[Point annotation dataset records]
........

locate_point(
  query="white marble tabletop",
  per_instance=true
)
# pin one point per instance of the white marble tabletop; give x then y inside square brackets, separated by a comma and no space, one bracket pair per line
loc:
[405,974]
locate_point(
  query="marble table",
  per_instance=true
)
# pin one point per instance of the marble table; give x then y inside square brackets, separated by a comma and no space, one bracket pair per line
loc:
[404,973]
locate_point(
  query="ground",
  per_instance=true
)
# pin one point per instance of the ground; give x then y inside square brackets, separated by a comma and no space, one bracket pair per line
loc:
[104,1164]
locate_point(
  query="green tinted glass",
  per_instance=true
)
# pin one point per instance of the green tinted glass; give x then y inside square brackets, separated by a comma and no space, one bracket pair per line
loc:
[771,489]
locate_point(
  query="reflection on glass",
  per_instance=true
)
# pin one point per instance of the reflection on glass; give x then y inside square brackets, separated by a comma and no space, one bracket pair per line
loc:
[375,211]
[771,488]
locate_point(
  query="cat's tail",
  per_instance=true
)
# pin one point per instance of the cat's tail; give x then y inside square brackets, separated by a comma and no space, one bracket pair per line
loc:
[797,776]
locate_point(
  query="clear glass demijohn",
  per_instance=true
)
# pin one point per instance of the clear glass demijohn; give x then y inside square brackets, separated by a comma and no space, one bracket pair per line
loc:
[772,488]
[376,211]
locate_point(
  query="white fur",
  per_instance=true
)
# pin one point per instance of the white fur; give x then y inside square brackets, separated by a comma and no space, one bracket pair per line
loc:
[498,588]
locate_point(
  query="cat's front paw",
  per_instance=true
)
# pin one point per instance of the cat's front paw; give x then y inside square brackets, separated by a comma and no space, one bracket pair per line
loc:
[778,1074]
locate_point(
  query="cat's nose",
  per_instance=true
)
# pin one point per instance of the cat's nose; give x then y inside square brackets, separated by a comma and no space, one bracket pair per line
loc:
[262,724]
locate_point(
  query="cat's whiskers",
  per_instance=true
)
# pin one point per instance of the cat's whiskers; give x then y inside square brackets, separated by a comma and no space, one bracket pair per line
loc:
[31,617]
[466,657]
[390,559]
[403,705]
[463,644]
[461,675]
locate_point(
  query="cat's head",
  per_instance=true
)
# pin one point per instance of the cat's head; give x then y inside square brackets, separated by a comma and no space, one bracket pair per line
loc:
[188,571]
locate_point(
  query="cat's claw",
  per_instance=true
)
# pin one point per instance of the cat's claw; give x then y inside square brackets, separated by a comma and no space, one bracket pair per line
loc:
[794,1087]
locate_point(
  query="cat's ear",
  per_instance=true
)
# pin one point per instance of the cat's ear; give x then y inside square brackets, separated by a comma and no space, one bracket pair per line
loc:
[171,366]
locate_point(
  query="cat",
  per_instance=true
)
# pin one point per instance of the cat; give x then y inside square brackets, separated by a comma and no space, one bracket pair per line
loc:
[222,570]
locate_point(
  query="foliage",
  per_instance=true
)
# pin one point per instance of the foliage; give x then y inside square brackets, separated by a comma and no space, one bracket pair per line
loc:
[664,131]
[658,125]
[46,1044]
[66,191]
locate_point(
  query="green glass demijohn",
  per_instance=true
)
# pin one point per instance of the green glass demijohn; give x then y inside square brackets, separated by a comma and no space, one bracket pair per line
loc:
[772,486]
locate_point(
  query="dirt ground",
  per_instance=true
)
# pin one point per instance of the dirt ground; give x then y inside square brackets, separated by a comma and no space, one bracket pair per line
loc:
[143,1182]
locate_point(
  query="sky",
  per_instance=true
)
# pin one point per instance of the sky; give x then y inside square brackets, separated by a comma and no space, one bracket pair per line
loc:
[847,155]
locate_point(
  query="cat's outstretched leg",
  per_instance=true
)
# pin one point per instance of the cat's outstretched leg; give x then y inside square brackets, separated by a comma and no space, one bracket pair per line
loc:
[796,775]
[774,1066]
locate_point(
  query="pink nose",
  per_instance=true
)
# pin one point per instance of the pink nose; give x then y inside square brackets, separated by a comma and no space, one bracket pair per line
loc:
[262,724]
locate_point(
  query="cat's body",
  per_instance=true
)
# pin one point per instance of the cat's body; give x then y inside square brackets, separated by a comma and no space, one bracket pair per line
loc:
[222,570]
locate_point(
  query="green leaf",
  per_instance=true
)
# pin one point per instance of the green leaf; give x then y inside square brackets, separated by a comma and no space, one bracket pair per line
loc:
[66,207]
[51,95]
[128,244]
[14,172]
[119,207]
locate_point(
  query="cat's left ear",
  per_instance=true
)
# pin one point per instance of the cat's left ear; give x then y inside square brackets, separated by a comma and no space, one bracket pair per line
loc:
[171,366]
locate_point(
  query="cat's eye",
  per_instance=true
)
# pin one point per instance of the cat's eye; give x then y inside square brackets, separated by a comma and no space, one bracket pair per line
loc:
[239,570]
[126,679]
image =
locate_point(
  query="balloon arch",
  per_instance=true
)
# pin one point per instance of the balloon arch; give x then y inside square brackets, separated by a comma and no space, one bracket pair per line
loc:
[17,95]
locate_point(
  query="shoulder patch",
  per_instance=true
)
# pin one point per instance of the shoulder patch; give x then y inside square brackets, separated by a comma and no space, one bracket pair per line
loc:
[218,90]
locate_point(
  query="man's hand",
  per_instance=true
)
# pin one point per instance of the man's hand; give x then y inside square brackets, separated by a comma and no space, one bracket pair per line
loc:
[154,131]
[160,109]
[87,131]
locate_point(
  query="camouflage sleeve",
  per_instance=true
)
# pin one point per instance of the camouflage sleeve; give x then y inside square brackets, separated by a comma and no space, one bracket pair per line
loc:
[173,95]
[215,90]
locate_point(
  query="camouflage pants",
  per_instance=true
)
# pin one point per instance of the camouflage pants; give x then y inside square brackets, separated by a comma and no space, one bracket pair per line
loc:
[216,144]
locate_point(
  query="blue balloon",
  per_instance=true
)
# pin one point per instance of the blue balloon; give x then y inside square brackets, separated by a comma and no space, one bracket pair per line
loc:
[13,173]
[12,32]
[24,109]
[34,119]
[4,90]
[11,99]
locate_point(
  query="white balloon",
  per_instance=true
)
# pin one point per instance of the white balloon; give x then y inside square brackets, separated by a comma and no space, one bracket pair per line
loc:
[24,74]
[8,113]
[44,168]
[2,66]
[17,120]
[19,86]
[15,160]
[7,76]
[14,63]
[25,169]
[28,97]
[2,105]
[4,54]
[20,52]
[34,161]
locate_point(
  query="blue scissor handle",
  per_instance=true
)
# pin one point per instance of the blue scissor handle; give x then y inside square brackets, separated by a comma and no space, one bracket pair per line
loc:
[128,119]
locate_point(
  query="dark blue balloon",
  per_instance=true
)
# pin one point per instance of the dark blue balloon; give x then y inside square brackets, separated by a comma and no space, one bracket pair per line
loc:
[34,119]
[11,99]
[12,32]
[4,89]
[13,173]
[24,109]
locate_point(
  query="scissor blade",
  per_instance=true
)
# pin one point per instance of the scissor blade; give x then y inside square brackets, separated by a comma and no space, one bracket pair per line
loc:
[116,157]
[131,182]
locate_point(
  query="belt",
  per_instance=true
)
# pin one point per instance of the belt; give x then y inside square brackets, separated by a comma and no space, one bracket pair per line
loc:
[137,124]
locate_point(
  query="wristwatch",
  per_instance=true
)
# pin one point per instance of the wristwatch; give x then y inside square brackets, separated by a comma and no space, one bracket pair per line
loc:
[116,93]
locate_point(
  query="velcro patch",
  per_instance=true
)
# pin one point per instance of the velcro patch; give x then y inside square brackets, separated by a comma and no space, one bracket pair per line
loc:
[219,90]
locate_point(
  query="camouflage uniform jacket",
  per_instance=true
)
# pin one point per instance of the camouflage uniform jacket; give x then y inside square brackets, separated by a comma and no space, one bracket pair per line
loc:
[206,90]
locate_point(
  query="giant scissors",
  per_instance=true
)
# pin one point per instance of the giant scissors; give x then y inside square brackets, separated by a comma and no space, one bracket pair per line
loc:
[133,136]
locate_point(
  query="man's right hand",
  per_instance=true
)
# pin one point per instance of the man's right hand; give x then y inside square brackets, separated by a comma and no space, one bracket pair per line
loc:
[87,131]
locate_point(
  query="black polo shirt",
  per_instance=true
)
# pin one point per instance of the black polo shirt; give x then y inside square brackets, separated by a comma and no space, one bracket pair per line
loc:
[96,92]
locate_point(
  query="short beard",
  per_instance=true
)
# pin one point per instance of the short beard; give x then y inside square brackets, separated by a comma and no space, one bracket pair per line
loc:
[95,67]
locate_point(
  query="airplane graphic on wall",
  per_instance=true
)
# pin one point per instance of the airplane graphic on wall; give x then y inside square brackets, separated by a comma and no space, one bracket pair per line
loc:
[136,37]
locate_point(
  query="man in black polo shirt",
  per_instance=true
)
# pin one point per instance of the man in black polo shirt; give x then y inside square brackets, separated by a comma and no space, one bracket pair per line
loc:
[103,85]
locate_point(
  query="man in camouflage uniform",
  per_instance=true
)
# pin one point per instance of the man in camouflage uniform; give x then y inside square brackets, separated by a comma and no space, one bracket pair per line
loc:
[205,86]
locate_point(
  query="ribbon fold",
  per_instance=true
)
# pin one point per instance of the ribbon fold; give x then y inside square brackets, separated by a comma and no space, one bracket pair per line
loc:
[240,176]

........

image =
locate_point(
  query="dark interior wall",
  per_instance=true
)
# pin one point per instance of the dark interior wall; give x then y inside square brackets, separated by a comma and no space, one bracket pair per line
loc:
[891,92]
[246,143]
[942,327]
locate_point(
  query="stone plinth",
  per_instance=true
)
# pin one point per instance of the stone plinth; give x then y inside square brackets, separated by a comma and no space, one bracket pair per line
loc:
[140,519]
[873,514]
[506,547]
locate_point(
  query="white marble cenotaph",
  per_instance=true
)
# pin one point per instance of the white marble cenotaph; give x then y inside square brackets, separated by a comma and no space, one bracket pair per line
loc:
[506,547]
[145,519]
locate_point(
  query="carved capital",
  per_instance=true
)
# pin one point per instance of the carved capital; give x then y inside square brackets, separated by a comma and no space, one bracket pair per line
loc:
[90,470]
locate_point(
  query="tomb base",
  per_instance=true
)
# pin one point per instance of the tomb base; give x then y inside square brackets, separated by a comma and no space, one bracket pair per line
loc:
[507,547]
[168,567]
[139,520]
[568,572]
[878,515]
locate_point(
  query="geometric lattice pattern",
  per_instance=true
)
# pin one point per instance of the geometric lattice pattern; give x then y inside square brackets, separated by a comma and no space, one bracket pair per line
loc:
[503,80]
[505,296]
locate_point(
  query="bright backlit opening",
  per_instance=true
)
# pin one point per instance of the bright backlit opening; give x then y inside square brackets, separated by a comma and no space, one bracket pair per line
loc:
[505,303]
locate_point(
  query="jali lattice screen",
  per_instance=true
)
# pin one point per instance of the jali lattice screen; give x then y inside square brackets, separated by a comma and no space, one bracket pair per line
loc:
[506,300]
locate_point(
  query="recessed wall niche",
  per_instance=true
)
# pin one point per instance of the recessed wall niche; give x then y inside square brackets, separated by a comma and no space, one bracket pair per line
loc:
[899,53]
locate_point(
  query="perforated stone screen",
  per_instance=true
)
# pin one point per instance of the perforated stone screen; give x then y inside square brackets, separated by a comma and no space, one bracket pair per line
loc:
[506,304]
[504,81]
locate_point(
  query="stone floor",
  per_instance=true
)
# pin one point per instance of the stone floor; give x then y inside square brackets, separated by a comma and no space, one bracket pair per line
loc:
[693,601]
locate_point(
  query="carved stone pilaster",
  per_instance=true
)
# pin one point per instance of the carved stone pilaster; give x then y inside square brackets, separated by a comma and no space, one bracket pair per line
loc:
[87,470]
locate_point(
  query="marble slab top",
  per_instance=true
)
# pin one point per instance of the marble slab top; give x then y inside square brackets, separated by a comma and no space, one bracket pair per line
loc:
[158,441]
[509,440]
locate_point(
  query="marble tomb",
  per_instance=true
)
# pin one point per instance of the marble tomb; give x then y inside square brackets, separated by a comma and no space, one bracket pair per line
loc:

........

◆ Problem: Extract each line of the records above that contains the string "fold", matching case exactly.

◆ Result for this task:
  query="ribbon fold",
# pin one point per instance of the ribbon fold; give x then y inside square brackets, separated by a comma and no space, one bracket pair per line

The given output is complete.